• Task details
Leaving out every picture, retype the lines below from the top through the one that contains "# sample shape, e.g. [[5, 80]]".

• Records for the task
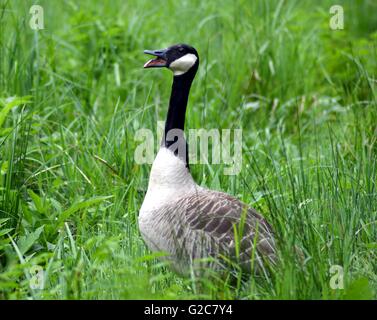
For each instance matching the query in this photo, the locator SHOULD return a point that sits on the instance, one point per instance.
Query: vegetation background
(74, 94)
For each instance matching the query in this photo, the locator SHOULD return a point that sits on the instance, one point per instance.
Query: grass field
(73, 95)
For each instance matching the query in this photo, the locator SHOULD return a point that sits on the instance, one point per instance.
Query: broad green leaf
(5, 231)
(37, 200)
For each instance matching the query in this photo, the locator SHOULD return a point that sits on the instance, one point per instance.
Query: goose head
(180, 59)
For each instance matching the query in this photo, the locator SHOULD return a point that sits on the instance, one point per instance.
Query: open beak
(159, 62)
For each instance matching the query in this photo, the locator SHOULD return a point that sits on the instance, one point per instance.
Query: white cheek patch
(183, 64)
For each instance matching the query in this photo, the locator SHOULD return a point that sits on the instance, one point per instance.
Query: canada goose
(179, 217)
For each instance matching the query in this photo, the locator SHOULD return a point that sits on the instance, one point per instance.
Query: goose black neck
(175, 121)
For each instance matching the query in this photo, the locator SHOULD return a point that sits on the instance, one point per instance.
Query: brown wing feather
(218, 215)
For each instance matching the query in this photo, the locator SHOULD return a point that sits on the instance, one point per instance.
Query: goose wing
(235, 228)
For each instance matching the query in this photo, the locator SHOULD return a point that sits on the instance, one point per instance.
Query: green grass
(70, 190)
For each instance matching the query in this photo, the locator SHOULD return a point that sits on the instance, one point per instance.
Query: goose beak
(159, 62)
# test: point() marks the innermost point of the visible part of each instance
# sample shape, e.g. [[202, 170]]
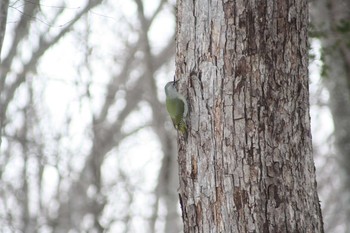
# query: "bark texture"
[[247, 163]]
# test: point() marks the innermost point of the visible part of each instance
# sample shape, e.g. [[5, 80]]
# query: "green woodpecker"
[[176, 105]]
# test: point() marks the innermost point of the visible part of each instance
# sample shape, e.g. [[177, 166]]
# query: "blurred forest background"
[[86, 144]]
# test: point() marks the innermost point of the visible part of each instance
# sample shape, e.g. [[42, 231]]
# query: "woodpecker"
[[177, 107]]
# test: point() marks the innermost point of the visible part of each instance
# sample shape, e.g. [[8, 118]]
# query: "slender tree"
[[246, 165], [331, 25]]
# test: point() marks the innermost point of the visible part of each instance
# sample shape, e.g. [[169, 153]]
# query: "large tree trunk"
[[332, 19], [246, 165]]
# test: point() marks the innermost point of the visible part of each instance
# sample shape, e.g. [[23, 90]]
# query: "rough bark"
[[247, 163], [331, 19]]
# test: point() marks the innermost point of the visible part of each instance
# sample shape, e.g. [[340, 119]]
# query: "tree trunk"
[[332, 19], [246, 165]]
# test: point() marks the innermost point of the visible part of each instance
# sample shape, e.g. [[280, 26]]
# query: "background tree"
[[63, 166], [331, 26], [86, 144], [247, 164]]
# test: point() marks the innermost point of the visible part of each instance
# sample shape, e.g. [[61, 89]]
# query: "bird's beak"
[[175, 81]]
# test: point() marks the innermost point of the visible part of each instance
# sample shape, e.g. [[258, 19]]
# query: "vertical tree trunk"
[[332, 19], [246, 165]]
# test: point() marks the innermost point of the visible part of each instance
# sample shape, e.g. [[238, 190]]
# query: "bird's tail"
[[183, 128]]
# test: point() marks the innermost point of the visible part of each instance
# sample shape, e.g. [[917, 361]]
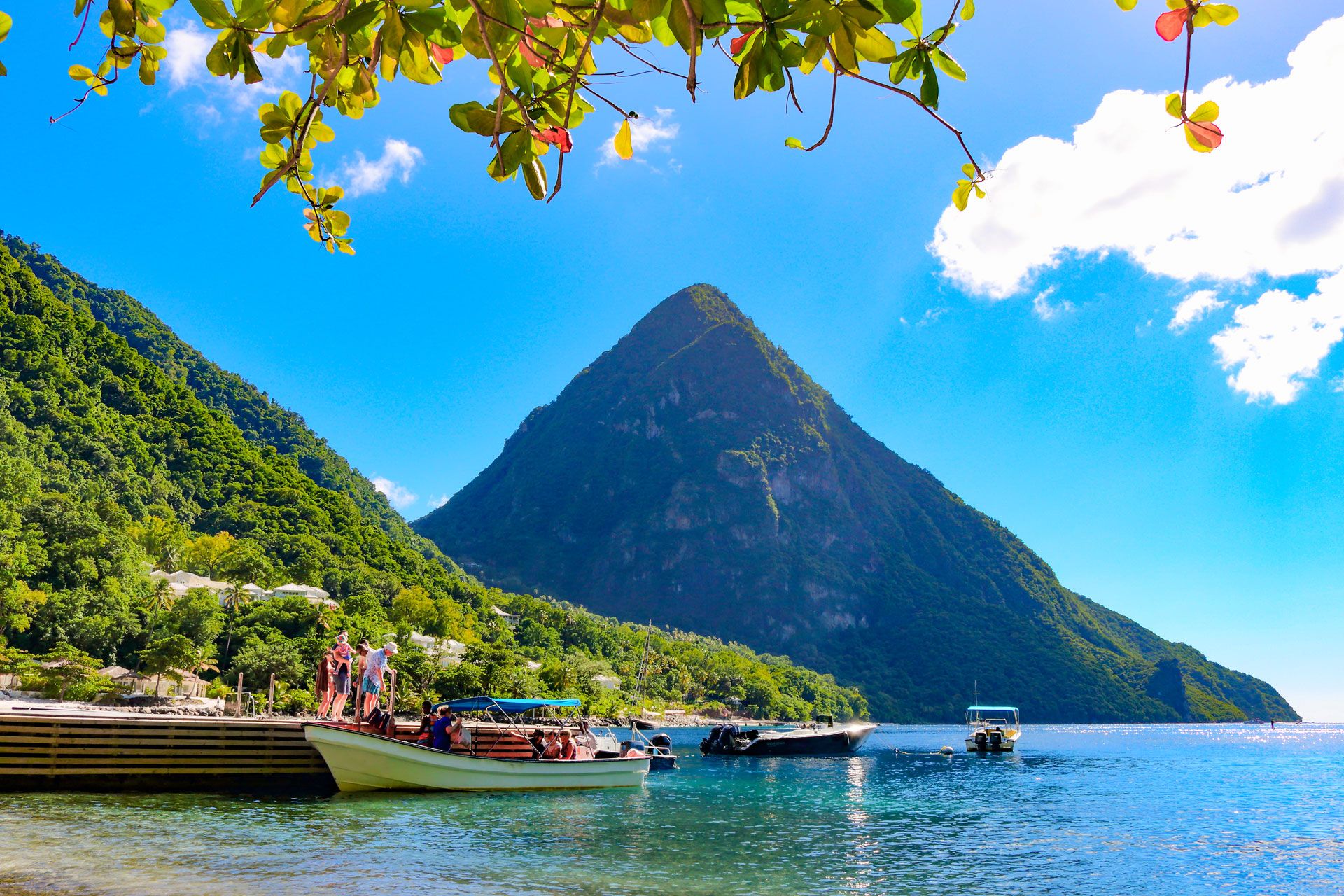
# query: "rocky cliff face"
[[698, 477]]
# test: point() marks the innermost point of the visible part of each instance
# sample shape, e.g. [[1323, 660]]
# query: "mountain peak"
[[696, 476]]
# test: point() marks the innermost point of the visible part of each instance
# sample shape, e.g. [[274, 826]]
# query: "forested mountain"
[[696, 476], [122, 448], [261, 419]]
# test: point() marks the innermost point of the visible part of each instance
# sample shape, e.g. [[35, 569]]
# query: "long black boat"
[[806, 741]]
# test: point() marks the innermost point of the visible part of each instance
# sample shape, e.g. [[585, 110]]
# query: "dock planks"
[[42, 750]]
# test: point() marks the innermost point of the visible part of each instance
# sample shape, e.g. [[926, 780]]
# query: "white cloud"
[[1281, 340], [1268, 203], [930, 316], [186, 67], [1270, 200], [371, 176], [645, 134], [398, 495], [186, 61], [1042, 308], [1194, 308]]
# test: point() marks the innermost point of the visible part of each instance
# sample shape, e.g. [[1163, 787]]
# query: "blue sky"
[[1023, 352]]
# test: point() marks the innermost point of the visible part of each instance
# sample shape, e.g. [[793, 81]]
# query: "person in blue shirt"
[[445, 731]]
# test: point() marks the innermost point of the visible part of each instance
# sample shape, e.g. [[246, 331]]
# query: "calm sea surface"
[[1102, 809]]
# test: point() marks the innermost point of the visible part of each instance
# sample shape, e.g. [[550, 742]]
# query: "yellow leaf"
[[1208, 112], [622, 141]]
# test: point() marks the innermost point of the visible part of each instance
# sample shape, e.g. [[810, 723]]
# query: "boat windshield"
[[508, 706], [1004, 716]]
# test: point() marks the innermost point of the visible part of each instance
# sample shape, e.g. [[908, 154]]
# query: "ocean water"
[[1086, 809]]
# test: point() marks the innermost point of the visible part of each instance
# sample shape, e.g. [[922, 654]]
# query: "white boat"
[[806, 741], [363, 761], [992, 729]]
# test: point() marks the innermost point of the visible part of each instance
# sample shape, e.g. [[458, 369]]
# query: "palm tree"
[[160, 598], [326, 614], [234, 599]]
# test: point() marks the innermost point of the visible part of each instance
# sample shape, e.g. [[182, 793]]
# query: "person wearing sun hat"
[[375, 665]]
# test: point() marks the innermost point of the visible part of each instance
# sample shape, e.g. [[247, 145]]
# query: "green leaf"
[[899, 10], [359, 16], [929, 89], [951, 66], [512, 153], [122, 16], [286, 13], [213, 13], [534, 174]]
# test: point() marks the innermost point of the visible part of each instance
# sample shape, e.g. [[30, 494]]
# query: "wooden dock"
[[46, 750]]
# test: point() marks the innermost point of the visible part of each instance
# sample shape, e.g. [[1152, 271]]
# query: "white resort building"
[[182, 582]]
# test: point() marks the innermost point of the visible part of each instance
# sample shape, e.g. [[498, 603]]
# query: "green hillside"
[[121, 448], [696, 476]]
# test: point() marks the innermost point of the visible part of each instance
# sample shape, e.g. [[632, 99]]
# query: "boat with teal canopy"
[[992, 729], [511, 706], [491, 754]]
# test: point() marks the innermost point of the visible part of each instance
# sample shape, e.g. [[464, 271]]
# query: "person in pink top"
[[340, 676]]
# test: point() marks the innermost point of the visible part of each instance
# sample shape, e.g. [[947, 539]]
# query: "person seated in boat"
[[553, 746], [422, 736], [569, 750], [382, 723], [447, 731]]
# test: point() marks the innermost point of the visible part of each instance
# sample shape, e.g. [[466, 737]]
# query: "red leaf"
[[530, 55], [1170, 24], [741, 41], [558, 136], [1206, 132]]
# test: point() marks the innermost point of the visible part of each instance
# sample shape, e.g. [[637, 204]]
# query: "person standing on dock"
[[375, 666], [326, 684], [342, 656]]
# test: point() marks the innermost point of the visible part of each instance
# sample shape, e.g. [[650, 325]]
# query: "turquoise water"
[[1104, 809]]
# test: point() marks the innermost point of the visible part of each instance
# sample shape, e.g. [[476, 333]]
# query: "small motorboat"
[[806, 741], [366, 761], [992, 729], [657, 748]]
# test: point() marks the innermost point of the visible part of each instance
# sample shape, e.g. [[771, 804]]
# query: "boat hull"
[[362, 762], [825, 742], [1003, 746]]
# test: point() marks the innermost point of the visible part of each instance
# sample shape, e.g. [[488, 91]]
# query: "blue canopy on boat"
[[504, 704]]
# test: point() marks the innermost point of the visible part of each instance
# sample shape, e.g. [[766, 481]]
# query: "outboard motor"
[[713, 741]]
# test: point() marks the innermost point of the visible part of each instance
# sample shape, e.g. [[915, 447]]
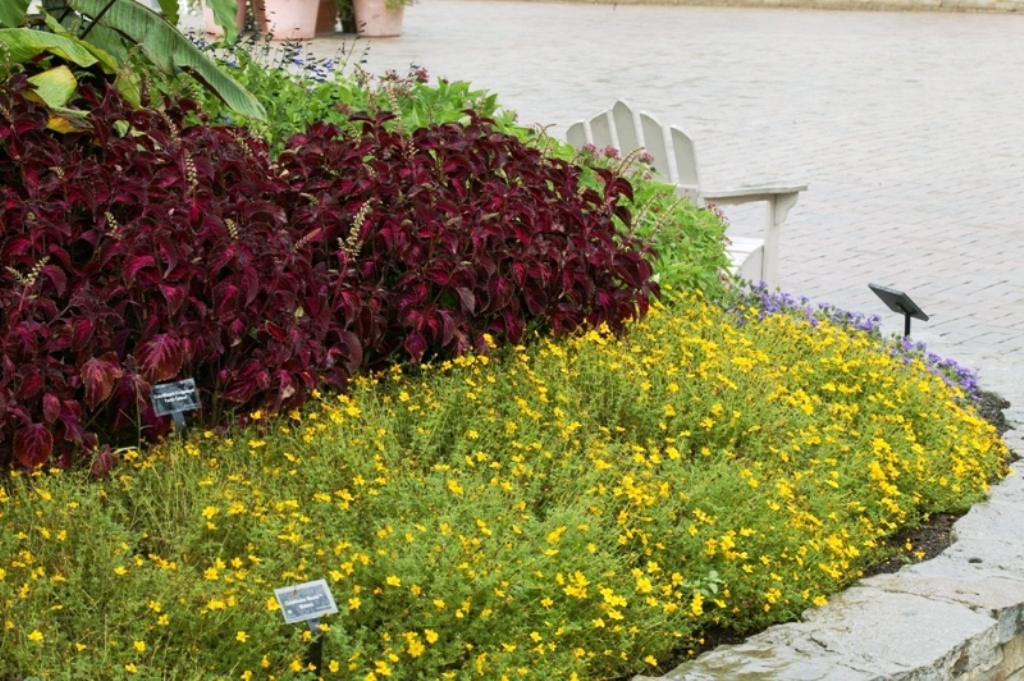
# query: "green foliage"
[[12, 11], [574, 509], [107, 39]]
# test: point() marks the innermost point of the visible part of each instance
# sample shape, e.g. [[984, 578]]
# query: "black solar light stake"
[[898, 301]]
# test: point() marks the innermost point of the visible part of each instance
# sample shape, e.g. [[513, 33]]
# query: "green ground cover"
[[576, 508]]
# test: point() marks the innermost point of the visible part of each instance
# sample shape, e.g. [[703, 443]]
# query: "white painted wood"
[[752, 258]]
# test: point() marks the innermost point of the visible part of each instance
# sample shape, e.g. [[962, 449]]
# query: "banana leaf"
[[54, 86], [168, 49]]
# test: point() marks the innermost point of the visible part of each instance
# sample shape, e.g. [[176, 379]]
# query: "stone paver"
[[907, 127]]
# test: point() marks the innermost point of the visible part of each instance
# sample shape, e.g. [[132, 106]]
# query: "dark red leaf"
[[160, 357], [33, 444], [51, 408]]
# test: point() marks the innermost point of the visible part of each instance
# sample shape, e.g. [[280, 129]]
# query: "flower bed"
[[583, 507]]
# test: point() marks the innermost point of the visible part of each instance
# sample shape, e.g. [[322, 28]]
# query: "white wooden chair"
[[676, 161]]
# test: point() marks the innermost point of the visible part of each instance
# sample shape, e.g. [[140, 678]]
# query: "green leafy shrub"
[[687, 245], [582, 508]]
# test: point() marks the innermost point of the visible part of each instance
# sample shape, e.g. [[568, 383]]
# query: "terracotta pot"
[[327, 17], [291, 19], [211, 26], [374, 19]]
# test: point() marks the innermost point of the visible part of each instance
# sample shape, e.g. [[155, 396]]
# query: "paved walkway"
[[908, 128]]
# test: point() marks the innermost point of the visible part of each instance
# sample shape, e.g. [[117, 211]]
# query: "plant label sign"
[[302, 602], [175, 397]]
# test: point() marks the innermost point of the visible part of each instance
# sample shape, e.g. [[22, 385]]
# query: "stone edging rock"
[[883, 5], [957, 616]]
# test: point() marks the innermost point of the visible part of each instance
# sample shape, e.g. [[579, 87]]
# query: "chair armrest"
[[748, 194]]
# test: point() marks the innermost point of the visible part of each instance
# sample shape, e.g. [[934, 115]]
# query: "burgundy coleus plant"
[[140, 252], [461, 230], [143, 250]]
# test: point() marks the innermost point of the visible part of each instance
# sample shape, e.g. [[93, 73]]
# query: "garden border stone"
[[960, 615]]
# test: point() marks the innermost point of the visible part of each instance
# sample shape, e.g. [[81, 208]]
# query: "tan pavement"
[[908, 128]]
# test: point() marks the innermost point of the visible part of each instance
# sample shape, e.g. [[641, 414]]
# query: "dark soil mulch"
[[927, 541]]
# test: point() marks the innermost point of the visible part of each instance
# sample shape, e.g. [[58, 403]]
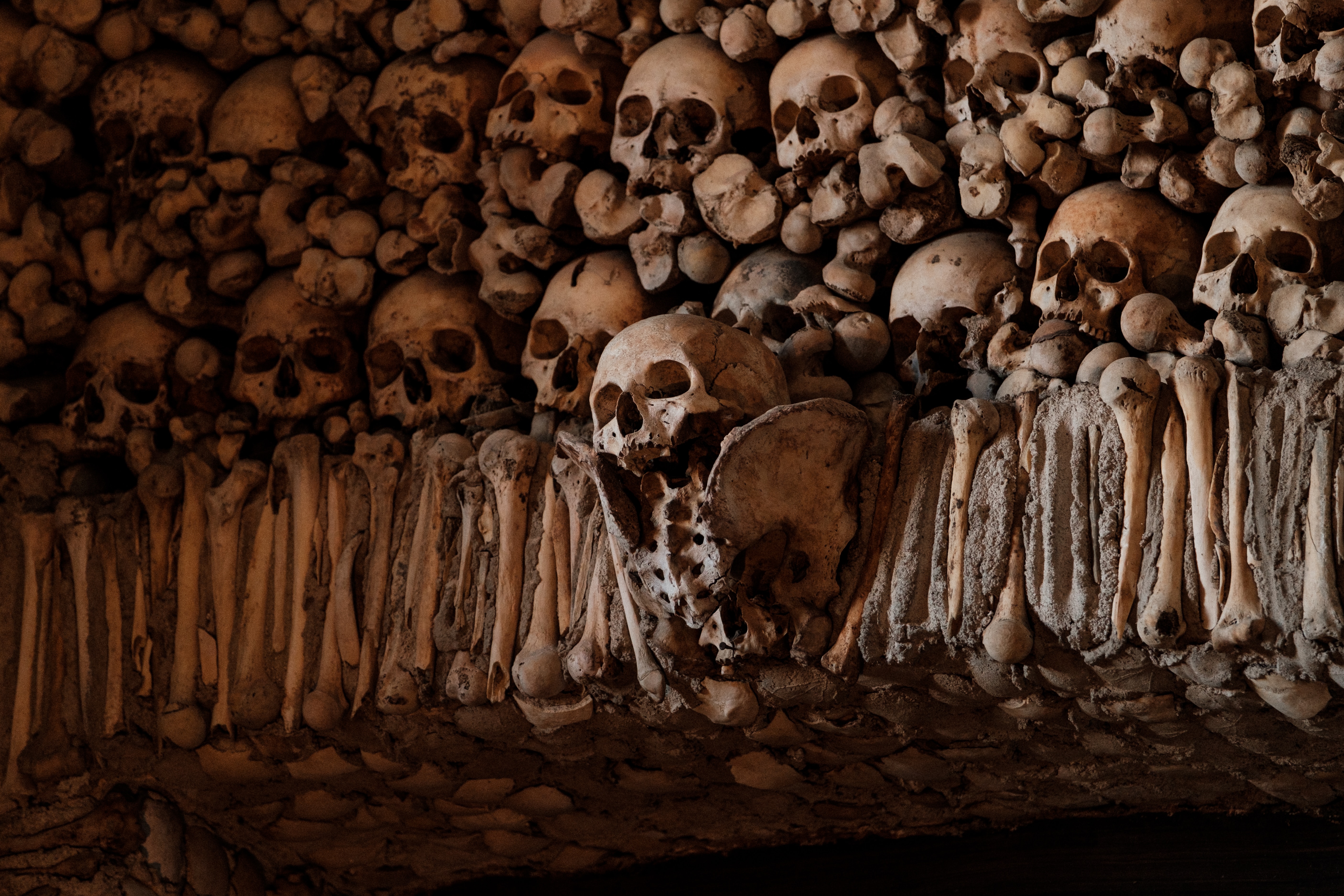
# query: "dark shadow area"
[[1186, 853]]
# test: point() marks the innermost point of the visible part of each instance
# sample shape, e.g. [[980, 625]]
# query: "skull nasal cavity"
[[1245, 283]]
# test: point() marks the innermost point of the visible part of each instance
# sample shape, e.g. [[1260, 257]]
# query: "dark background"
[[1265, 855]]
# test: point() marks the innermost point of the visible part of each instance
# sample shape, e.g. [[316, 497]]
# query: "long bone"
[[1242, 617], [113, 718], [159, 487], [843, 656], [75, 520], [299, 457], [182, 721], [381, 459], [1322, 619], [1195, 381], [537, 669], [256, 700], [225, 518], [1009, 636], [507, 460], [974, 422], [1129, 386], [38, 535], [1162, 622]]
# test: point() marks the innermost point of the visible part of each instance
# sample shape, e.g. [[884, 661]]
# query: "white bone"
[[1162, 622], [1195, 382], [1131, 388], [507, 461], [974, 424], [1242, 617]]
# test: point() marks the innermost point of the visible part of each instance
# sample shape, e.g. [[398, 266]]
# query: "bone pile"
[[889, 416]]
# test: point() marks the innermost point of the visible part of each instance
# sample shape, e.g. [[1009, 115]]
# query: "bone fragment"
[[1129, 388], [225, 516], [507, 460], [1162, 622], [1009, 636], [843, 656], [974, 422], [1242, 617], [299, 456]]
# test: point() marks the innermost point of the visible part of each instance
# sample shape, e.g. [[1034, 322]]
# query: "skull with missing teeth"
[[823, 97], [426, 355], [294, 358], [429, 119], [673, 381], [587, 304], [1108, 244], [1260, 241], [120, 377], [683, 105], [557, 100]]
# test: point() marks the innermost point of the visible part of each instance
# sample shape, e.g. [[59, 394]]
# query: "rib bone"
[[1129, 386]]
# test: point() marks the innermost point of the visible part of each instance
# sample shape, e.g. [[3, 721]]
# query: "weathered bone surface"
[[448, 438]]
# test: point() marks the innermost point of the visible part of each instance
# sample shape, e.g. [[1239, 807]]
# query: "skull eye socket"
[[259, 355], [1221, 250], [1290, 252], [453, 352], [385, 363], [572, 89], [1052, 260], [324, 355], [784, 119], [1108, 263], [138, 383], [441, 134], [838, 93], [548, 339], [666, 379], [605, 402], [634, 117]]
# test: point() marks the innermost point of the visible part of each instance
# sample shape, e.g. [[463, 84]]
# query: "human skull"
[[683, 105], [557, 100], [150, 112], [260, 117], [294, 358], [587, 304], [1108, 244], [674, 379], [943, 285], [1142, 39], [998, 57], [823, 97], [1287, 30], [426, 356], [1263, 240], [120, 377], [429, 119]]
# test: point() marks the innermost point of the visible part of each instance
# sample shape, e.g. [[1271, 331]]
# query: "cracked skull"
[[429, 119], [823, 97], [294, 358], [120, 377], [587, 304], [1108, 244], [557, 100], [683, 105], [675, 379], [1263, 240]]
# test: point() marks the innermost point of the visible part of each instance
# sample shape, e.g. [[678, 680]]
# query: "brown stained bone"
[[507, 461], [224, 514], [843, 656]]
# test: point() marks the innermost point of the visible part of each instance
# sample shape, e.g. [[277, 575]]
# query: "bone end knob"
[[1129, 386]]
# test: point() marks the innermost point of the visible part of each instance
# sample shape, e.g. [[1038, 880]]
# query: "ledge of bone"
[[406, 405]]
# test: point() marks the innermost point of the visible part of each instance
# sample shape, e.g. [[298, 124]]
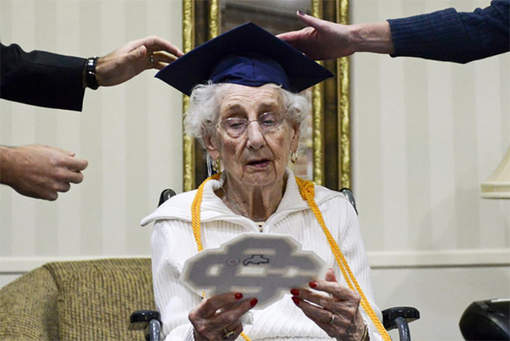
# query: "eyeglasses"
[[236, 126]]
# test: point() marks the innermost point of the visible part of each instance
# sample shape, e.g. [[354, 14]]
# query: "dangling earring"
[[209, 165], [217, 166], [213, 166], [293, 157]]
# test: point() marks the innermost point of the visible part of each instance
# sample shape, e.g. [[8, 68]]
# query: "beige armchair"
[[79, 300]]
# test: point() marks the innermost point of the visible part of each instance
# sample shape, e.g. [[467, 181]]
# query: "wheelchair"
[[393, 318]]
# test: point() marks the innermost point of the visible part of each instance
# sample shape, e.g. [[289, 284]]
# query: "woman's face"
[[258, 156]]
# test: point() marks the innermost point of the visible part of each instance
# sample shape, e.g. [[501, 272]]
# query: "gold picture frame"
[[331, 132]]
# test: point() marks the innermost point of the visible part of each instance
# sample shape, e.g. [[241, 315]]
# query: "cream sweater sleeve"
[[353, 248], [173, 299]]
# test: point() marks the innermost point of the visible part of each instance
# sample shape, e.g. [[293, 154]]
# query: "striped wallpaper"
[[130, 134], [424, 135]]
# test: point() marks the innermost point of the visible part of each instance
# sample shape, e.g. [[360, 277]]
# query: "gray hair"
[[204, 108]]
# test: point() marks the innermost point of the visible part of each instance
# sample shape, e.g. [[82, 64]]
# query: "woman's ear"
[[211, 146], [294, 142]]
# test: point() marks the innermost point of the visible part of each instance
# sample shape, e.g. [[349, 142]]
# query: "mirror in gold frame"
[[324, 156]]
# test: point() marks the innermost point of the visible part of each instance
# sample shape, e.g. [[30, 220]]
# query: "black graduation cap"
[[246, 55]]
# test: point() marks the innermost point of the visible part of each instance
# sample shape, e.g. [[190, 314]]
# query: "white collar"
[[213, 208]]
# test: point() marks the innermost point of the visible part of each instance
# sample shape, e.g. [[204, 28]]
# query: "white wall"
[[425, 134]]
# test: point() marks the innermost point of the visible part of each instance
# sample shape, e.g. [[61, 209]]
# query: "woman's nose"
[[255, 135]]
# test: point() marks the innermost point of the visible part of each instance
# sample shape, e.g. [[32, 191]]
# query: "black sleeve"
[[41, 78], [454, 36]]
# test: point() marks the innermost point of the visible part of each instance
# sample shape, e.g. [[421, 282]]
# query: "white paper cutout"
[[265, 266]]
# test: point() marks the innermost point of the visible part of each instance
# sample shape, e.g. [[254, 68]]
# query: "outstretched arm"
[[322, 39], [39, 171]]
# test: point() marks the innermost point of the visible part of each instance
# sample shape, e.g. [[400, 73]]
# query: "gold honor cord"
[[307, 191]]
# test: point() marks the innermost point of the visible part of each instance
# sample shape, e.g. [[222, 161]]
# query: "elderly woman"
[[247, 119]]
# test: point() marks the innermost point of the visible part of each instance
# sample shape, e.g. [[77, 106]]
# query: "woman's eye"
[[268, 122], [235, 124]]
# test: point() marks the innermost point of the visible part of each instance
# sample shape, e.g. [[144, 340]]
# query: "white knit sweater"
[[173, 243]]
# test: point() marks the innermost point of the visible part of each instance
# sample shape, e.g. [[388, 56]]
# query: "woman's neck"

• Response to this exercise
For each instance matching the query in this photo, the locator SHOULD return a point that sits on the instance, one point per instance.
Query: vegetation background
(74, 94)
For each instance matching the query in this photo, the locator SHOULD return a point that sits on the instance, one point per instance.
Query: grass field
(73, 95)
For each instance matching the query in this photo, the locator SHOULD return a point that sits on the instance, one point per instance.
Query: broad green leaf
(5, 231)
(37, 200)
For each instance matching the query in this photo, the locator SHOULD return a point that sits on the instance, one point per instance.
Query: goose head
(180, 59)
For each instance matching the query in this photo, the locator SHOULD return a point that sits on the instance, one point per instance.
Query: open beak
(159, 62)
For each instance matching the query in this photo, the locator SHOULD return a point that sits on the instance, one point per instance.
Query: white cheek patch
(183, 64)
For each instance matching the query in this photo, the locator SHOULD return a point that sits on the instance, one point per instance.
Query: canada goose
(179, 217)
For each instance matching the query in this photo, the locator SHOULD return a point that sits on the instance, one point per instance.
Query: goose black neck
(175, 121)
For each instance matching the query in this photo, the locator SHOULD return a point that sits on the instance, one point per instance.
Query: brown wing feather
(218, 215)
For each instance matching the query in this photo, the locator SHOULD return a point that sits on the instance, one point per instance.
Query: goose wing
(235, 228)
For each instance matching the query in this photo, the locator SHOULD return a point that sits on the instance, one point per instance.
Query: green grass
(70, 190)
For each instance matching the query in this photo, the locator SHOULD return a point that sits on the instance, one point per instance.
Query: goose beak
(159, 62)
# test: point() marks the innermost point of the visible part of each instance
# sample shape, e.g. [[202, 170]]
# query: "bark texture"
[[247, 163]]
# test: point() marks the innermost point of the visible part of each instance
# sample shape, e.g. [[5, 80]]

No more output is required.